Start of DATASET EXTRACT

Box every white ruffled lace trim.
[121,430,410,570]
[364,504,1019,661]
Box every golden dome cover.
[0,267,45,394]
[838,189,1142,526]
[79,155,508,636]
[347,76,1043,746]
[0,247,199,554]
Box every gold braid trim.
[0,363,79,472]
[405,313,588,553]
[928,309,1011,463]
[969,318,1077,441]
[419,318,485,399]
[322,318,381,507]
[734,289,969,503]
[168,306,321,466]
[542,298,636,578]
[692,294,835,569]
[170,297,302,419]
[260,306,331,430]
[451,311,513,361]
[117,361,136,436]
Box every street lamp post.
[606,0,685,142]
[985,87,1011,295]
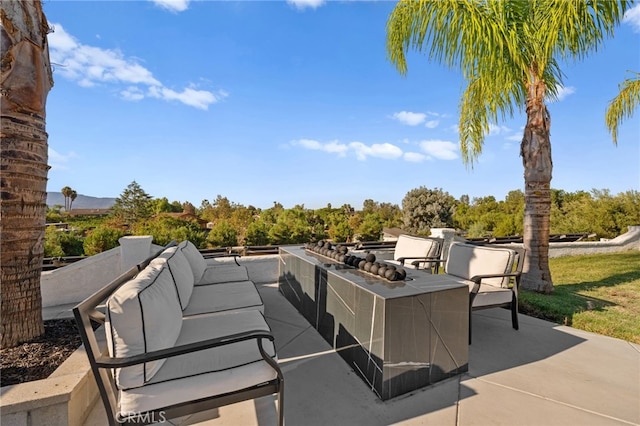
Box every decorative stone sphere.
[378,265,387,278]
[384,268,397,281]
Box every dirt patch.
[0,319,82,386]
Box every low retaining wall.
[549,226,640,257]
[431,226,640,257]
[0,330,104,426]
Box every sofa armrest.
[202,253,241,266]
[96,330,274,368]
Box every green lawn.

End of DATASET EXTRACT

Write out every line of the records again, multiplying each bounding box coordinate by 0.9 and rounding to whole numbers, with halves rounded up. Leave the pictures out.

Box every white ruffled lace trim.
[109,387,369,513]
[328,454,917,595]
Box every golden dome cover.
[0,240,41,355]
[754,170,1028,473]
[71,140,457,572]
[312,68,939,671]
[0,222,179,499]
Box every gold braid trim.
[0,327,71,425]
[365,282,529,498]
[835,278,910,417]
[872,286,969,397]
[377,286,437,359]
[290,286,343,456]
[661,260,872,453]
[151,275,289,419]
[488,268,572,520]
[623,265,752,512]
[153,267,272,377]
[234,275,298,387]
[406,280,462,325]
[105,325,122,392]
Box every street lamp post.
[545,0,617,128]
[887,78,910,266]
Box every decorative stone sphere.
[340,239,348,250]
[346,241,357,253]
Box every dirt patch.
[0,287,74,347]
Box every low retaining wall.
[494,203,576,231]
[388,203,576,231]
[0,297,94,383]
Box every sofa armrest.
[182,228,217,239]
[86,297,247,331]
Box every green lawn.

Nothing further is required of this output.